━━━━━ Stored rows ━━━━━

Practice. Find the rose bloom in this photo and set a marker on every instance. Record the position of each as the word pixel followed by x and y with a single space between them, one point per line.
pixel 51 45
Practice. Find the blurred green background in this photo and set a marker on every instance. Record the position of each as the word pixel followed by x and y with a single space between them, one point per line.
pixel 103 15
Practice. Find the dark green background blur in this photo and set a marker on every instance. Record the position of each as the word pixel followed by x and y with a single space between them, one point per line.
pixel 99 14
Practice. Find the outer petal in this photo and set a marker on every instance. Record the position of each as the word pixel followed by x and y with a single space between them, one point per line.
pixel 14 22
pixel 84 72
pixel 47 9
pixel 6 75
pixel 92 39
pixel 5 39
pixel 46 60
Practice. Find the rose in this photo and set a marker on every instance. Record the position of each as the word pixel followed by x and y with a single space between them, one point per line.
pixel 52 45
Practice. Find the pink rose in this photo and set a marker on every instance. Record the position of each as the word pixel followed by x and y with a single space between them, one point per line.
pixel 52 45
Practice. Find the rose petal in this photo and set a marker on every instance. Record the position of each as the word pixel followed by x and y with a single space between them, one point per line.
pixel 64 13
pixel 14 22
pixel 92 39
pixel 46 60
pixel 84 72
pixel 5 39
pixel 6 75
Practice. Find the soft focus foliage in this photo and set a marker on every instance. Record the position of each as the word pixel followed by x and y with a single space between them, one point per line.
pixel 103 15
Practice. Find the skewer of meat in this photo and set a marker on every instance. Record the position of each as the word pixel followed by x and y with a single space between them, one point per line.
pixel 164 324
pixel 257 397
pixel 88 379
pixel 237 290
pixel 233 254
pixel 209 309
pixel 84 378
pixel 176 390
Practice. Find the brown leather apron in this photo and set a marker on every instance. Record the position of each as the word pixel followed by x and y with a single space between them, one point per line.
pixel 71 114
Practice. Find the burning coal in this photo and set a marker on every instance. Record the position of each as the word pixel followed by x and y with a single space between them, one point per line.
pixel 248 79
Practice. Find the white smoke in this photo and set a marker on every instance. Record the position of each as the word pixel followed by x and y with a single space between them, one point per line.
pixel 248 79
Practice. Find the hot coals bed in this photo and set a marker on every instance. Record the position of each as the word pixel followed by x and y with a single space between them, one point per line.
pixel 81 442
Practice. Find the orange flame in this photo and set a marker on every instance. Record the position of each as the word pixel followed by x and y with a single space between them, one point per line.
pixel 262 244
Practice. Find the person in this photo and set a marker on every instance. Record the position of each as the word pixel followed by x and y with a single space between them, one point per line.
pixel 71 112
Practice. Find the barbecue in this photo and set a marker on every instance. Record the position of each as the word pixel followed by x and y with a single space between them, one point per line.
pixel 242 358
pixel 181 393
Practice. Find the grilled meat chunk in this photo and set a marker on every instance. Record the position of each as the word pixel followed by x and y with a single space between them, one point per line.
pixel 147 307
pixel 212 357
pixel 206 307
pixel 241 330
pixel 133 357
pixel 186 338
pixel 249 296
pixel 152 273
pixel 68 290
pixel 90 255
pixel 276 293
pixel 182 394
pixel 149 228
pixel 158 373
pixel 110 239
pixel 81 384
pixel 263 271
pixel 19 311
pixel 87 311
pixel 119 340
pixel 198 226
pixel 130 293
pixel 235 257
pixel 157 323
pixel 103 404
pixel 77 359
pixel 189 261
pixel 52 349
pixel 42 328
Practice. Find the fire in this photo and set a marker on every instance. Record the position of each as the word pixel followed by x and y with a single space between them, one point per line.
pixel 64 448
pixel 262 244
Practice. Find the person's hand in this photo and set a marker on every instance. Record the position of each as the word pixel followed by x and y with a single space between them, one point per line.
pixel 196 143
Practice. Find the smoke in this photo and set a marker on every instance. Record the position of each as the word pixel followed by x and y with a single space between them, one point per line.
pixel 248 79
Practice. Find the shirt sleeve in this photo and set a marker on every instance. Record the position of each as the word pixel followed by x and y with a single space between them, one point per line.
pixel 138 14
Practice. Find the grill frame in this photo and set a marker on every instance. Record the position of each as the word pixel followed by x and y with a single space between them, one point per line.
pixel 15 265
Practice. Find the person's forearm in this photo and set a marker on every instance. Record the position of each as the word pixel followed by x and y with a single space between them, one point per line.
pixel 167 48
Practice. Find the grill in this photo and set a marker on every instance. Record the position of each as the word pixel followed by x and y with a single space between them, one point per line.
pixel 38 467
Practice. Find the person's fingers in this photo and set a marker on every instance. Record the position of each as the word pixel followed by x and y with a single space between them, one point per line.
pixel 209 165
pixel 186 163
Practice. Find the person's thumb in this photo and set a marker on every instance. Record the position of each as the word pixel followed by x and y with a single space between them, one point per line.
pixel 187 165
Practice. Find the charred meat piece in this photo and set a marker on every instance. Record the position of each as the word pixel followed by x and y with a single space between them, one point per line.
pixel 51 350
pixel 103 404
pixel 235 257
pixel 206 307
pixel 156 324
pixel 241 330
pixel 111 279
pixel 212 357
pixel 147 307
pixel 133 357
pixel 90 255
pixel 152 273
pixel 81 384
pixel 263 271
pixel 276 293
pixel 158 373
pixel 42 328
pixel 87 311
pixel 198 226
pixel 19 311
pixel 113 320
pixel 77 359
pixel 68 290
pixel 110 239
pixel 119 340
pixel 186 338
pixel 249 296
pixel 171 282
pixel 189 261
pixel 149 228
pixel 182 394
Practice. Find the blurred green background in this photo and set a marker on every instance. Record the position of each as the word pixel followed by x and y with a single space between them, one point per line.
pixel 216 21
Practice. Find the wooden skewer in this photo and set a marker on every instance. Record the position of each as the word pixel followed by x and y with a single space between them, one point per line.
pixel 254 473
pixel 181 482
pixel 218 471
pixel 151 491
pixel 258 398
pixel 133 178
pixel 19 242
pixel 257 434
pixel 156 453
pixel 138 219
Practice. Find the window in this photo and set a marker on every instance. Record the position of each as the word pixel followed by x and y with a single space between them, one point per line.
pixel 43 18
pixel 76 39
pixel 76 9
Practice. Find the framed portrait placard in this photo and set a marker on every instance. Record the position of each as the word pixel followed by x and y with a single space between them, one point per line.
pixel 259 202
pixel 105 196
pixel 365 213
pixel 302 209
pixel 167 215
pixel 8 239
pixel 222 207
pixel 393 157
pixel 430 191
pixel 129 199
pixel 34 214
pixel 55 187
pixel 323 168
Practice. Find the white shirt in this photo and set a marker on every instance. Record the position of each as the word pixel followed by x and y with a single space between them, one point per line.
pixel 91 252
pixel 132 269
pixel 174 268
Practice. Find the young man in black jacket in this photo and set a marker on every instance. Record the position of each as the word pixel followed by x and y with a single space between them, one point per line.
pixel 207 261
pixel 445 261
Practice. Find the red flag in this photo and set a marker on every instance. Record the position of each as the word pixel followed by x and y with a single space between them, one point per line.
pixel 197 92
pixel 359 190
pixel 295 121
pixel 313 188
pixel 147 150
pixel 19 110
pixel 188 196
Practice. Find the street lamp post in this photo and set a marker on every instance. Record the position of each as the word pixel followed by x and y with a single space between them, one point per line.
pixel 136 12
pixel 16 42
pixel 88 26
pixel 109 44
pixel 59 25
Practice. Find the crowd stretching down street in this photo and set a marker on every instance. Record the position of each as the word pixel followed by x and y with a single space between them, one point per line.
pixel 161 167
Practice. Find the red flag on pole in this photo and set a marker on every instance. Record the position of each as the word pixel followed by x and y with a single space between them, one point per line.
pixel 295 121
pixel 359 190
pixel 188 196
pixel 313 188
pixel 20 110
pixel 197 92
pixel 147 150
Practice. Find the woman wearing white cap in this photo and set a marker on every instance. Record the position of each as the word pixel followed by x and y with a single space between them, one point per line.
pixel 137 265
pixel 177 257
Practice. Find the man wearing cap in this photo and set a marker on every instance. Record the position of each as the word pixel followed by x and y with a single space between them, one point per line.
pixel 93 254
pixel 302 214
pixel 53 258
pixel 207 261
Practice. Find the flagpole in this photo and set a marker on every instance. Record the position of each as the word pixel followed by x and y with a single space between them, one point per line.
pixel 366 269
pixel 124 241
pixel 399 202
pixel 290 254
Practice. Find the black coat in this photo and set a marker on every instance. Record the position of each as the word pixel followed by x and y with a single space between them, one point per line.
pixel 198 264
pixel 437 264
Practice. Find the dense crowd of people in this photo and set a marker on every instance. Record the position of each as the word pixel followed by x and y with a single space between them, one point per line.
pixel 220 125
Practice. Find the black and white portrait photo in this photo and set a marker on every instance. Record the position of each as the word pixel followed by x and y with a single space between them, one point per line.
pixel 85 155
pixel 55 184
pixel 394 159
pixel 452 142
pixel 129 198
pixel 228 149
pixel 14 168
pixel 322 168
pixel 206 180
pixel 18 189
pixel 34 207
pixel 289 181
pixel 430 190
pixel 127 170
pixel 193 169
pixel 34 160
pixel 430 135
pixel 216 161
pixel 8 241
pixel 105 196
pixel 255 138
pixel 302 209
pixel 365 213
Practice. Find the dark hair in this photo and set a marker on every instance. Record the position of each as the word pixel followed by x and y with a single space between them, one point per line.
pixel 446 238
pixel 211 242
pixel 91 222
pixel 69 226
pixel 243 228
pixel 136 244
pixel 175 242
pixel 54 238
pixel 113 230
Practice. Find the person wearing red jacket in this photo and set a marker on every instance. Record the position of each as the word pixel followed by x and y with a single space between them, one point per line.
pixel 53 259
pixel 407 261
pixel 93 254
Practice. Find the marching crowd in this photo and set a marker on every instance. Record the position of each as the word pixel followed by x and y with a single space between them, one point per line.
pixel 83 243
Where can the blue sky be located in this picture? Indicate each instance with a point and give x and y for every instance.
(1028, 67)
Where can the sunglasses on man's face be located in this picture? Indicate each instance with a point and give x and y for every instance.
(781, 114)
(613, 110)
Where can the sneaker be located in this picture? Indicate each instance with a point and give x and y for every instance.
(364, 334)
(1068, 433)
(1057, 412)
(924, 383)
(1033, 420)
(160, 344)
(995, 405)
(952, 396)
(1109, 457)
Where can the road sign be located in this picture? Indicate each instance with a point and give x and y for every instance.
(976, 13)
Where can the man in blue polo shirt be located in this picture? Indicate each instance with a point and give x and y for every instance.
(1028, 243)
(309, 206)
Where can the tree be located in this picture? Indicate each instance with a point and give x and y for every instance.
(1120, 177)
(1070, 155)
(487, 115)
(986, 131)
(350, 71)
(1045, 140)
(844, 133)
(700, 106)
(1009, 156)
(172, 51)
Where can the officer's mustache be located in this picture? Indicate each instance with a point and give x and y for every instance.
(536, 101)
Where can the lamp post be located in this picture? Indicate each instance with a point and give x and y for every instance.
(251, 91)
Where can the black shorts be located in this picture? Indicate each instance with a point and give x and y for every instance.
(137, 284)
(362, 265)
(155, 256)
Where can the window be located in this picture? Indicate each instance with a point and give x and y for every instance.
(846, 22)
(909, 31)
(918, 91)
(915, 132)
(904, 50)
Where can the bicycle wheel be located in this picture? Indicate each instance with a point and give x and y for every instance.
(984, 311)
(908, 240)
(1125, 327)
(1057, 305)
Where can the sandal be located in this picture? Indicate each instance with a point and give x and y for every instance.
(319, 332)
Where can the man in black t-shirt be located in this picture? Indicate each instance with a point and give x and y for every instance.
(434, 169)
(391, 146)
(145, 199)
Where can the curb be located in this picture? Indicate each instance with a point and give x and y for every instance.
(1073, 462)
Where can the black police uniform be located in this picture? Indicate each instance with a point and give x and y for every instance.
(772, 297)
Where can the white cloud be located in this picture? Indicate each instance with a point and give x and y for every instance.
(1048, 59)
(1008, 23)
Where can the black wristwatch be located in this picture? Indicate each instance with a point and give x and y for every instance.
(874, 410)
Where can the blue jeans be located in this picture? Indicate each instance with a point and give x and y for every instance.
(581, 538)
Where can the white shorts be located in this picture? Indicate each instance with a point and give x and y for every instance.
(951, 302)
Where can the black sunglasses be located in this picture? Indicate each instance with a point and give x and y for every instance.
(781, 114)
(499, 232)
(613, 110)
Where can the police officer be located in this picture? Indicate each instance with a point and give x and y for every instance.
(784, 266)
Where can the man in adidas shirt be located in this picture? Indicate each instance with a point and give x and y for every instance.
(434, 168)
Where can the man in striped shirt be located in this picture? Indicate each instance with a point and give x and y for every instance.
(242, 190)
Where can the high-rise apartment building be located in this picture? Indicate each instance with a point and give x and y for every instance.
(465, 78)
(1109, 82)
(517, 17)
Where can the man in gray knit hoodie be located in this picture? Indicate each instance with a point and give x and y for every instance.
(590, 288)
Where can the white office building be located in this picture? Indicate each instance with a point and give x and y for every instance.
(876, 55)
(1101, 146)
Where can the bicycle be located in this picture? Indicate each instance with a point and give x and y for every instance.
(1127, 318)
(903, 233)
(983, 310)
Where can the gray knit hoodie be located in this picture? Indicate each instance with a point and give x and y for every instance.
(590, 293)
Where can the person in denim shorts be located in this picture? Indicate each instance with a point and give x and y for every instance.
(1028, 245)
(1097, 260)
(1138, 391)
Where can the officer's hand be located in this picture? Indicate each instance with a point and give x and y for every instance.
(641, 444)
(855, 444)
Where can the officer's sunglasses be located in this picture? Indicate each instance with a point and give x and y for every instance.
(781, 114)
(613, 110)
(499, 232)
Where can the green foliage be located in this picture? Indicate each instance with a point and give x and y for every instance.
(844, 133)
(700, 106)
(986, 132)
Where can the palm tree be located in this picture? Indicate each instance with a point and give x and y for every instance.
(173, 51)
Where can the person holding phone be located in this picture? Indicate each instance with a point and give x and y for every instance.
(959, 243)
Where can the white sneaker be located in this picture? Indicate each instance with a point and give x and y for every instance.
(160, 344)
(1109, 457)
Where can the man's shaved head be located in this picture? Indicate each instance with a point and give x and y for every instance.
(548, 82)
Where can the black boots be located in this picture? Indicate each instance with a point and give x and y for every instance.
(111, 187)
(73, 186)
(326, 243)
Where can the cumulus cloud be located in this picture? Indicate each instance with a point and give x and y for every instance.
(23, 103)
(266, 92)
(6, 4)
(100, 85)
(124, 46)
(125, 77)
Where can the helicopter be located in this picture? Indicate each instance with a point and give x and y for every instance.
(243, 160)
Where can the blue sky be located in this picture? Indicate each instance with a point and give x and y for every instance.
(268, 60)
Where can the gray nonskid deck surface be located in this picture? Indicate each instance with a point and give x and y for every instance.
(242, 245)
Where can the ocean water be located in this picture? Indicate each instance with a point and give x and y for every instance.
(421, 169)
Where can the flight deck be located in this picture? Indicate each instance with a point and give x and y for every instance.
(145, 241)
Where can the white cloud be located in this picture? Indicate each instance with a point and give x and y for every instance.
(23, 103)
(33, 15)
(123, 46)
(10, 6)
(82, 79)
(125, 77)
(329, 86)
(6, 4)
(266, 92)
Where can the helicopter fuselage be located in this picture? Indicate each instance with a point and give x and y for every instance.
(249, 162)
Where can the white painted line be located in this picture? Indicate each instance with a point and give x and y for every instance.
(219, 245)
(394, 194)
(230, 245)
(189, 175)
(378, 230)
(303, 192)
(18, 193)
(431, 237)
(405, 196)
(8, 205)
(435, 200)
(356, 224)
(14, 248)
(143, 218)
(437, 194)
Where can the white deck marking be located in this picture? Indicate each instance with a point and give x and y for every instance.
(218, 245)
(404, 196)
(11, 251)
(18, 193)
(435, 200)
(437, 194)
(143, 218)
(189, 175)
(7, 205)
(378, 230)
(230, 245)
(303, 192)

━━━━━

### [Brief]
Lay out as a Markdown table with columns Row and Line the lines of the listing above, starting with the line that contains "Practice. Find the crowd" and going on through the line that contains "pixel 161 167", both included, blank lines left out.

### [Solved exercise]
| Row | Line |
|---|---|
| 1 | Practice. Find the crowd stretching down street in this photo and set a marker on every instance. Record the position of each as the word pixel followed by x and y with a single space between them, one point per line. |
| 2 | pixel 161 167 |